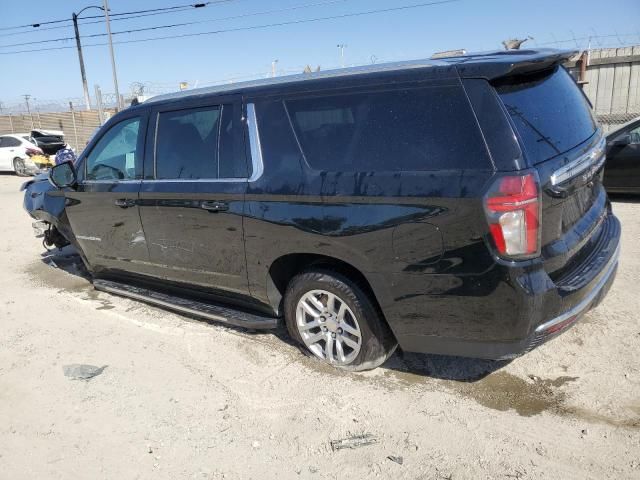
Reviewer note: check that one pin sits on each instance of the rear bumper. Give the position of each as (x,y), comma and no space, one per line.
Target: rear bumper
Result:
(546,310)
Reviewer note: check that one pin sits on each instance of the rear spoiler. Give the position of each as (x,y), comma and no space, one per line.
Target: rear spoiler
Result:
(494,65)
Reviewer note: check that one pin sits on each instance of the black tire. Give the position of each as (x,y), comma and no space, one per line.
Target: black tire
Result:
(378,342)
(19,167)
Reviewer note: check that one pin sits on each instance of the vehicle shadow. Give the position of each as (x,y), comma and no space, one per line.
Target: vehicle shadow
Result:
(421,365)
(443,367)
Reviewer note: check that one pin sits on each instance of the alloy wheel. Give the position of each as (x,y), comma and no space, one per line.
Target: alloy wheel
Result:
(328,327)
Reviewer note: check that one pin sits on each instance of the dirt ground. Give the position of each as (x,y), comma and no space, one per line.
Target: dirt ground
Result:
(182,398)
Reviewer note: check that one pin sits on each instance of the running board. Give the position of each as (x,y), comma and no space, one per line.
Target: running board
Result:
(225,315)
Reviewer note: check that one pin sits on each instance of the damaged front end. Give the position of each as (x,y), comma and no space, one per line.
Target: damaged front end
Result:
(45,204)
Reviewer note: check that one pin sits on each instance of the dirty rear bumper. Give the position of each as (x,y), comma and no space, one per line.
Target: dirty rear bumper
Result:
(570,302)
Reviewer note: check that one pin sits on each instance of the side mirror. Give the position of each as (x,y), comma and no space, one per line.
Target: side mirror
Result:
(63,175)
(622,140)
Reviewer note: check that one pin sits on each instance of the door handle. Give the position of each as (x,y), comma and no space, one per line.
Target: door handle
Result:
(125,203)
(214,206)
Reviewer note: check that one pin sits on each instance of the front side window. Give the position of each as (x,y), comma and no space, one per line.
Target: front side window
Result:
(549,111)
(412,129)
(117,154)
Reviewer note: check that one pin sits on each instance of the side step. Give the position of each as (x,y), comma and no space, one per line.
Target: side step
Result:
(226,315)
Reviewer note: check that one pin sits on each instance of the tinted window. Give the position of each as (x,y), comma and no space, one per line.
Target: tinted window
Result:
(198,143)
(404,130)
(279,147)
(232,161)
(549,112)
(117,154)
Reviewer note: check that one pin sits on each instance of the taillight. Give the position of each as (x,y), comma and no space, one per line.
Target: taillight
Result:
(513,211)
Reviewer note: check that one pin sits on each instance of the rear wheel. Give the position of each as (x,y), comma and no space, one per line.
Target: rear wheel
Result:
(19,167)
(335,321)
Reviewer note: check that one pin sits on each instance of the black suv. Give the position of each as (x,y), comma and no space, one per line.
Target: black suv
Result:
(452,206)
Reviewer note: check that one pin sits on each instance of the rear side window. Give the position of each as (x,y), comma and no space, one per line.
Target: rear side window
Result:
(549,111)
(116,156)
(198,143)
(187,143)
(414,129)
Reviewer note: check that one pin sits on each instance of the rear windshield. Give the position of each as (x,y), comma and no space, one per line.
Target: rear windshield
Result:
(549,111)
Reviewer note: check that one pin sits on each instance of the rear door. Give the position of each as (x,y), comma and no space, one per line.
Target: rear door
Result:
(5,163)
(192,198)
(103,210)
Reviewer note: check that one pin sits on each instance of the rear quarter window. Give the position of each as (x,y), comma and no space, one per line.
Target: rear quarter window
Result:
(549,112)
(412,129)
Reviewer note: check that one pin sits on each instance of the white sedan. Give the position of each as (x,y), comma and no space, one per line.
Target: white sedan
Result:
(15,154)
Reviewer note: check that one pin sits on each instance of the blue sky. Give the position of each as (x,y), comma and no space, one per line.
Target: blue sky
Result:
(207,59)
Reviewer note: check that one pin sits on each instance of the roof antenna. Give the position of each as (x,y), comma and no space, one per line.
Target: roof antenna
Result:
(515,43)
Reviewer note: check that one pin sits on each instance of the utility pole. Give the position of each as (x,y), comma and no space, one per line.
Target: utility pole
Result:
(341,46)
(26,100)
(113,59)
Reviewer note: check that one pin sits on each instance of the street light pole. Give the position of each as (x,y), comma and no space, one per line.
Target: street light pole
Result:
(74,17)
(113,59)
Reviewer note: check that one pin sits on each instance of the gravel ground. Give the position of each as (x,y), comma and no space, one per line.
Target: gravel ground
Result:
(181,398)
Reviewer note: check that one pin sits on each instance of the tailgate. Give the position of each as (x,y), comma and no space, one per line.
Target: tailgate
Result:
(561,140)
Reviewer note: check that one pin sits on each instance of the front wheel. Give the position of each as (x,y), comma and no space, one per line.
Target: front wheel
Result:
(19,167)
(335,321)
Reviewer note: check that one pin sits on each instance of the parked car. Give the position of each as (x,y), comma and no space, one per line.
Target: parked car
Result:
(50,141)
(622,172)
(17,154)
(452,206)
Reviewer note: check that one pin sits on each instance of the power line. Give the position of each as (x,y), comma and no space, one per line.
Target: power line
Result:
(50,22)
(132,17)
(183,24)
(252,27)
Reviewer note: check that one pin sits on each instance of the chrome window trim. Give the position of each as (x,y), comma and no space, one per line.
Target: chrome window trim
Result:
(126,180)
(591,160)
(254,143)
(192,180)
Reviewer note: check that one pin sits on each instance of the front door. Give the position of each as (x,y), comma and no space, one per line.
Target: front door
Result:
(103,210)
(192,198)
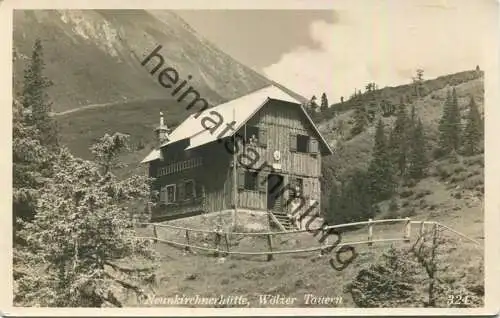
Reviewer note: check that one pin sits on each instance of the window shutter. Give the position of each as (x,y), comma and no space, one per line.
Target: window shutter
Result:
(262,182)
(306,190)
(198,189)
(163,194)
(293,142)
(181,192)
(241,180)
(263,137)
(313,145)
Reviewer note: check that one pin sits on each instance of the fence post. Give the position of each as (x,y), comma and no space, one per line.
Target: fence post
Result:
(407,229)
(270,243)
(217,243)
(226,237)
(370,232)
(188,248)
(422,228)
(155,233)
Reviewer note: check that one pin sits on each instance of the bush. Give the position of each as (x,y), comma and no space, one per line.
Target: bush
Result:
(405,193)
(388,283)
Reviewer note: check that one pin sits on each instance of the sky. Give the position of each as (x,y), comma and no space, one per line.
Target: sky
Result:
(349,45)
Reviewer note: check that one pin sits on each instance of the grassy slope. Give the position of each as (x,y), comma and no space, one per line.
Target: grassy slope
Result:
(299,274)
(452,194)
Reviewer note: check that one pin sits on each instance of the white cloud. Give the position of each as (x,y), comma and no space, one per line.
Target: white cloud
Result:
(385,42)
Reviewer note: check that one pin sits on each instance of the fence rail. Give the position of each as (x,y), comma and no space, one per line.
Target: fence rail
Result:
(220,235)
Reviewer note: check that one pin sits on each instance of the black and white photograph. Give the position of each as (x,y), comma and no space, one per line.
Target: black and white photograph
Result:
(286,158)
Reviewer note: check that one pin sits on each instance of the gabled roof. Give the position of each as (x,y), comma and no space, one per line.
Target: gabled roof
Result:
(239,110)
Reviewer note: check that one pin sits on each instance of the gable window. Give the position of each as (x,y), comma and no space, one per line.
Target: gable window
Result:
(248,180)
(189,189)
(255,136)
(167,194)
(298,186)
(303,144)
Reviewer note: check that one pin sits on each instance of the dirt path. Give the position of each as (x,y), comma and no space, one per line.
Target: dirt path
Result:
(69,111)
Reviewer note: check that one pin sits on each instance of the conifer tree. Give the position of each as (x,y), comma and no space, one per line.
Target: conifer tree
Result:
(333,203)
(35,98)
(81,248)
(30,164)
(449,125)
(324,102)
(312,105)
(360,119)
(473,131)
(455,124)
(417,154)
(398,143)
(380,170)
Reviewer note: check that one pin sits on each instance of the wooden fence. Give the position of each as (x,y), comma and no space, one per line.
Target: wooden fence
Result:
(220,236)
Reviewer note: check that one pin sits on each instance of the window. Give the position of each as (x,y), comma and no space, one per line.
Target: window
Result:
(298,186)
(250,181)
(302,143)
(189,189)
(251,135)
(167,194)
(256,136)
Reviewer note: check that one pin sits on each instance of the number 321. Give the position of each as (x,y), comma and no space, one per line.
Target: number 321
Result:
(458,300)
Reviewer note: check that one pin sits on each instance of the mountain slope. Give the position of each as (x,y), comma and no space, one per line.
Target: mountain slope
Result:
(93,56)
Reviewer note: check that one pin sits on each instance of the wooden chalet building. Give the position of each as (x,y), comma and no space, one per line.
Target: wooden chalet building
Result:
(278,148)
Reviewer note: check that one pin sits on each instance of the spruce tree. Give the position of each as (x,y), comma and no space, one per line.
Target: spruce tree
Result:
(36,100)
(449,125)
(399,140)
(473,131)
(455,124)
(417,154)
(324,102)
(332,214)
(31,165)
(82,247)
(360,119)
(380,171)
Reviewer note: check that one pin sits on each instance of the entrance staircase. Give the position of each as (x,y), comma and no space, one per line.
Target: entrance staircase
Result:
(281,220)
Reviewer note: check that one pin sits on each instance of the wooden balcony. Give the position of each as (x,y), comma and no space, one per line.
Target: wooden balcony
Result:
(184,208)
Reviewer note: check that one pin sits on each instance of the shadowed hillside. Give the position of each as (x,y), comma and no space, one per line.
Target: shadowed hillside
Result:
(93,56)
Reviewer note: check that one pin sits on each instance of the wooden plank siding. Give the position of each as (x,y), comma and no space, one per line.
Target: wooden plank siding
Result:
(279,121)
(210,166)
(209,177)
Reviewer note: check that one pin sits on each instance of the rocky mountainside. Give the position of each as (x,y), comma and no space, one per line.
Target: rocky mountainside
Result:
(93,56)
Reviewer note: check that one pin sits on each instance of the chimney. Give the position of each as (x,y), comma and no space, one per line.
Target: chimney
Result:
(162,131)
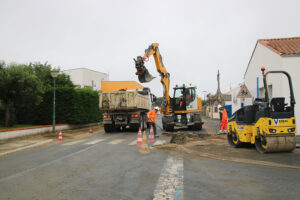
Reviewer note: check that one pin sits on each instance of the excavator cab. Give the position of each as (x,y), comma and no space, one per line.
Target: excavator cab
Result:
(143,74)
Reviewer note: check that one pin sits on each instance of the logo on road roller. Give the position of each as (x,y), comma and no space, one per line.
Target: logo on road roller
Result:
(280,121)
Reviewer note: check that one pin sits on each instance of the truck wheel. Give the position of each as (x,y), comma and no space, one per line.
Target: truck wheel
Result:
(107,128)
(169,127)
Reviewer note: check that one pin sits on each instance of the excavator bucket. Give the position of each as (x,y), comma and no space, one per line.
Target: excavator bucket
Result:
(142,72)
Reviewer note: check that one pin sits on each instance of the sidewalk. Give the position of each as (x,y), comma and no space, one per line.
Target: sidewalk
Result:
(39,130)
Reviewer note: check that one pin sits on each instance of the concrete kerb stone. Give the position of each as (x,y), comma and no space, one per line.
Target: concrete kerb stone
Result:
(35,131)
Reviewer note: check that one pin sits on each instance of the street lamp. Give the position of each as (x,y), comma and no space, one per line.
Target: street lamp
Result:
(204,94)
(54,74)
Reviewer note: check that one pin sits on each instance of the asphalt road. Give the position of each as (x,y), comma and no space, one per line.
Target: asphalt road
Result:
(108,166)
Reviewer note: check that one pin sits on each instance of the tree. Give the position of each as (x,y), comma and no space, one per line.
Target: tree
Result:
(43,72)
(27,113)
(18,83)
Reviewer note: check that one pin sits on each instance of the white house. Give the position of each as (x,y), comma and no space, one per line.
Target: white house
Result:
(86,78)
(276,54)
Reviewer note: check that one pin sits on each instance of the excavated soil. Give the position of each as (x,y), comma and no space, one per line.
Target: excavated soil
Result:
(208,144)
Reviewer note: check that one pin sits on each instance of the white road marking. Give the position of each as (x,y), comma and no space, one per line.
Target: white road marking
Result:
(95,141)
(71,143)
(170,182)
(132,143)
(26,147)
(117,141)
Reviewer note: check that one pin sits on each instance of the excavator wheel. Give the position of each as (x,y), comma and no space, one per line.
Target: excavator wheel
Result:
(233,140)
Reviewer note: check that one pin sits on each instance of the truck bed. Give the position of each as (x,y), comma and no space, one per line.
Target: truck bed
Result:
(123,100)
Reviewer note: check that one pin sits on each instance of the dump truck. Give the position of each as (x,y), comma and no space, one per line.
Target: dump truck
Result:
(125,105)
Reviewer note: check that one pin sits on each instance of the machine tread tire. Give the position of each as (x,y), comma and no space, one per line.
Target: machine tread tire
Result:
(234,142)
(169,128)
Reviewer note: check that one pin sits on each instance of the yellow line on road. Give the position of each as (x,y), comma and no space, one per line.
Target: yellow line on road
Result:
(116,141)
(96,141)
(132,143)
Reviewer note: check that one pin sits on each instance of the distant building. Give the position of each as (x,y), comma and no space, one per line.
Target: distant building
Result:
(86,78)
(275,54)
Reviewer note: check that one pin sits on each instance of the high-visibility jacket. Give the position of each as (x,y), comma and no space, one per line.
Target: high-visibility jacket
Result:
(152,116)
(224,115)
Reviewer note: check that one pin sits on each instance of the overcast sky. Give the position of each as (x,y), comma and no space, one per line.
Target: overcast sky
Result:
(196,37)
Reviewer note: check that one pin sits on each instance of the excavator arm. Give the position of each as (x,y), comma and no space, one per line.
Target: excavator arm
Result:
(144,76)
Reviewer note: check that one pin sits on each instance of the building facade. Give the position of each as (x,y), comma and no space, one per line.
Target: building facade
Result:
(275,54)
(86,78)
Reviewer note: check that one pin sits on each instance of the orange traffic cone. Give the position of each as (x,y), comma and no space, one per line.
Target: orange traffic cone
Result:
(60,136)
(139,139)
(151,135)
(144,148)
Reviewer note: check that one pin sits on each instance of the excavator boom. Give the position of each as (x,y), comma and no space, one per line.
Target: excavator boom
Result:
(144,76)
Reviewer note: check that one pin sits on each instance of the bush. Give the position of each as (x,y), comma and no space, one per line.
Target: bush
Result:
(73,106)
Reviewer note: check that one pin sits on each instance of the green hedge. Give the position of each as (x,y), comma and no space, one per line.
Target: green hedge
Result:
(73,106)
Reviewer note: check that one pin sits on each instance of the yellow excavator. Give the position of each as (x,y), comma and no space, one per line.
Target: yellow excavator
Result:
(269,124)
(185,108)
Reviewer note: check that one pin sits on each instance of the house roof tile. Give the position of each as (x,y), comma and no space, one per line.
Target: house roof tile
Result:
(282,46)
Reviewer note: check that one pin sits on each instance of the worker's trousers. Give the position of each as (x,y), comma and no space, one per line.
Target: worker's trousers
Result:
(154,127)
(223,125)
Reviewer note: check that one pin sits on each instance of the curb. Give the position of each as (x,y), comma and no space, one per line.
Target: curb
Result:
(35,131)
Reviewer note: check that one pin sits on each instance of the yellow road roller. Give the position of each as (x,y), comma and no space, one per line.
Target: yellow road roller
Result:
(269,124)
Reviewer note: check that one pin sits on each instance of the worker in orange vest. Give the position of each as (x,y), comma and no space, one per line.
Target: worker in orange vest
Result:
(152,115)
(224,118)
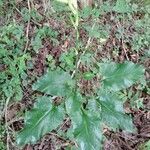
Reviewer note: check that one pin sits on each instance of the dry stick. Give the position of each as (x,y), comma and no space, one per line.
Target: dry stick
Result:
(28,26)
(122,43)
(79,61)
(124,49)
(67,119)
(6,123)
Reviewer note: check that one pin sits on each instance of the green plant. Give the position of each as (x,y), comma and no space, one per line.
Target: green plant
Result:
(13,59)
(88,113)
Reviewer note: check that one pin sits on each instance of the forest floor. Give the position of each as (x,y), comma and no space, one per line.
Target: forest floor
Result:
(38,32)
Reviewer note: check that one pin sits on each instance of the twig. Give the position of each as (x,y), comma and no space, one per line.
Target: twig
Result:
(123,47)
(79,61)
(63,124)
(28,26)
(6,123)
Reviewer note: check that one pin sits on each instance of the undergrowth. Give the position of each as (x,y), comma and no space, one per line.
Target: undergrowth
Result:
(80,83)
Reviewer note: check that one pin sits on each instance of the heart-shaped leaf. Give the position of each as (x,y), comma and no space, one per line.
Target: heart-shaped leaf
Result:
(43,118)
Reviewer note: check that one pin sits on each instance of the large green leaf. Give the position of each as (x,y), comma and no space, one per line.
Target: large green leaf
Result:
(120,76)
(54,83)
(43,118)
(112,112)
(87,132)
(85,125)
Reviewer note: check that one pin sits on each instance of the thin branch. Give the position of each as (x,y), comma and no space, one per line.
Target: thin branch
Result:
(28,26)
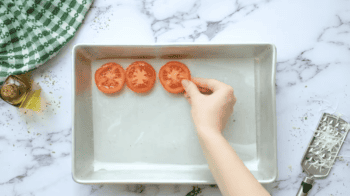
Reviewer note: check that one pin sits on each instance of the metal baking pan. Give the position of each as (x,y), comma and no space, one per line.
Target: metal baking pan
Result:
(150,138)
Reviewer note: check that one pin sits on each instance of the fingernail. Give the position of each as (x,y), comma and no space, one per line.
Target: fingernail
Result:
(185,82)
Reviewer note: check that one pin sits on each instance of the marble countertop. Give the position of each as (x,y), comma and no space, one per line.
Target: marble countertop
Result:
(313,76)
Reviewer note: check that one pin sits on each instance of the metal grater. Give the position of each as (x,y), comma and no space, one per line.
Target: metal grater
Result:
(323,149)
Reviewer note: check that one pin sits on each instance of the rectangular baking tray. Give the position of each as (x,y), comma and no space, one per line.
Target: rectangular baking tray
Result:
(150,138)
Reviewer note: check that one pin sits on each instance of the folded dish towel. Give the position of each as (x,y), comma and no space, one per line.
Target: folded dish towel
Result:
(33,31)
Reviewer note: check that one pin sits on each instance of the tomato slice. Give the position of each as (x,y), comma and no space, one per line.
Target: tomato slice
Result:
(110,78)
(140,77)
(171,74)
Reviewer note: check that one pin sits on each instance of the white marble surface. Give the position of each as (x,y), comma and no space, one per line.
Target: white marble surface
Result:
(313,75)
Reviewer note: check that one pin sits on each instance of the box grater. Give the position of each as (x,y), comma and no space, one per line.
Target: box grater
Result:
(323,149)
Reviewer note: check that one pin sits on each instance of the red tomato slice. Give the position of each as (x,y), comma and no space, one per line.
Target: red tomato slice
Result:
(110,78)
(140,77)
(171,74)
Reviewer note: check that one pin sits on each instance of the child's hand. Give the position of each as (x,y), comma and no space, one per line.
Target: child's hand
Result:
(209,112)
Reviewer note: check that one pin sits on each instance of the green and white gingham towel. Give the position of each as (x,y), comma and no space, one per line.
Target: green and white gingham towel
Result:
(33,31)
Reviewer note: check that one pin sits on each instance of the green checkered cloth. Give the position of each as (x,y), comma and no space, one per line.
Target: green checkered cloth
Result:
(33,31)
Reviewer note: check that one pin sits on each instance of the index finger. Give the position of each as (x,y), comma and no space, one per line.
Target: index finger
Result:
(211,84)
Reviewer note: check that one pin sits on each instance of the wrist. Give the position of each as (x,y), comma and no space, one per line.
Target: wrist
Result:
(208,132)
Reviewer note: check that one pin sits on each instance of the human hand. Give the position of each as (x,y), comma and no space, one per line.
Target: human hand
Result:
(209,111)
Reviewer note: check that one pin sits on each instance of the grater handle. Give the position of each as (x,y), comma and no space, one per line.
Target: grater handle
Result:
(305,186)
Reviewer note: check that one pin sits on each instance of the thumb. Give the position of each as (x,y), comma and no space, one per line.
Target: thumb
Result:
(190,88)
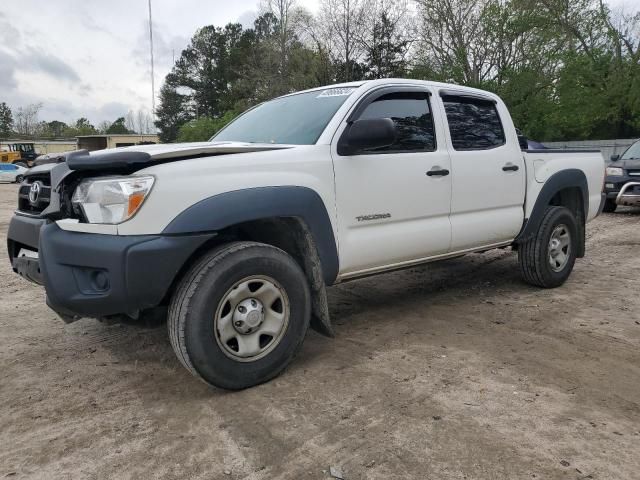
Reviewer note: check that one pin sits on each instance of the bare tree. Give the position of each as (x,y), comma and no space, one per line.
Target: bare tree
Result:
(129,121)
(284,13)
(387,38)
(26,119)
(143,122)
(341,25)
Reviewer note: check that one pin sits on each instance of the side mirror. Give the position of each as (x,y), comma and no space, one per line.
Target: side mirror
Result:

* **Exercise task**
Copy out exactly the lines between the line that contains "of the grater" and the last line of the records, both ends included; leave out every picture.

* **Solution to the exercise**
Reviewer note: check that one pin sits on each instance of the grater handle. Give the position of each as (x,y), comma and no space, one per line.
Target: grater handle
Result:
(305,186)
Reviewer note: check that one pin sits on each instance of the thumb. Give the position of each as (x,y), comma and no space, one per line.
Target: thumb
Result:
(190,88)
Reviewer note: check that one pin sits on each instance of the bare tree. Give the position of each as (x,y), comma and no space, one per line.
Target: bare tree
Result:
(129,121)
(284,13)
(387,38)
(26,119)
(143,122)
(341,25)
Reviewer note: check that one pin sits on each instance of the side mirror. Give the position of each as (x,y), comma and no space, one per line.
Target: side mirror
Result:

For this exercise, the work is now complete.